→ **Task statement**:
Reproduce the lines below verbatim, leaving out the pictures.
»»
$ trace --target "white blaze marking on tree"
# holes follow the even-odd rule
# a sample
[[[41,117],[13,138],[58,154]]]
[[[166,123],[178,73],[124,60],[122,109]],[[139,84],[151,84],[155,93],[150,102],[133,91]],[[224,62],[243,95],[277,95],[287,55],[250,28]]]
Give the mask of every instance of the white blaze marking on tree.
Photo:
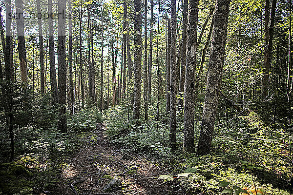
[[[194,50],[194,46],[192,46],[190,48],[190,55],[191,56],[191,57],[194,57],[195,56],[195,52]]]

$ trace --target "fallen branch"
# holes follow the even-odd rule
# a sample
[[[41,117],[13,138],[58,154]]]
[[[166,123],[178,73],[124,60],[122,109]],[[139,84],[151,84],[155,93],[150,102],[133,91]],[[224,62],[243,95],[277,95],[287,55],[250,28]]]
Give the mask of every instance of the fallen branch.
««
→ **Result below**:
$ trace --target "white blaze marking on tree"
# holes follow the even-odd rule
# a sample
[[[41,117],[13,138],[58,154]]]
[[[166,123],[178,73],[124,60],[122,109]],[[139,84],[151,84],[155,93],[150,102],[133,91]],[[224,62],[243,95],[277,95],[287,55],[250,28]]]
Give the mask of every instance of the white blaze marking on tree.
Photo:
[[[194,50],[194,46],[192,46],[190,48],[190,55],[191,56],[191,57],[194,57],[195,56],[195,52]]]

$ trace --target "fallen branch"
# holes follow the even-odd rule
# a sample
[[[41,117],[13,138],[58,154]]]
[[[166,123],[178,73],[124,60],[122,109]],[[139,84],[151,84],[155,93],[150,102],[133,91]],[[224,62],[243,95],[277,95],[287,55],[250,28]]]
Give the mask of every instance of the fallen branch.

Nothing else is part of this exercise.